--- What this task involves ---
Answer these from the text on emergency funds for expats.
(a) How many months of expenses is it typically recommended to keep in a local savings account?
(b) Where is an expat's emergency fund held instead of a local bank account?
(c) What three uses of an emergency fund in the states does the text name?

--- Text for analysis ---
* * * * * * * * *

Most avid travelers know one of the most important things to have on hand while traveling is an emergency fund. But when you’re living abroad, the definition of “emergency” changes significantly. While it’s typically recommended that you have 3-6 months of expenses in a local savings account, living abroad it make it difficult to reach a local bank account. It might be in your best interest to have an emergency fund internationally to ensure you have a safety net when things go wrong.
What is an Emergency Fund for Expats?
Essentially, it follows the same concept of a typical emergency fund, however in this case it’s in a foreign bank account rather than a local one. Having a financial safety net can greatly reduce any financial strain you encounter, especially if you’re relying on freelance work or local contracts.
Similarly in the states where you might use your emergency fund in the case of a car breakdown, job layoff, or unexpected expense, it can be a little different for expats. Expats may experience last-minute flights home, visa renewals/fees, unexpected medical bills, stolen cards or passports, and currency fluctuations. Establishing an emergency fund abroad can reduce the stress and headache significantly.

* * * * * * * * *

--- Dataset content ---

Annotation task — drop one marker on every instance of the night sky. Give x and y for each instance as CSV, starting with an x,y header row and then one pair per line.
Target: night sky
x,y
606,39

* * * * * * * * *

--- Solution for this task ---
(a) 3-6 months.
(b) In a foreign bank account.
(c) A car breakdown, a job layoff, and an unexpected expense.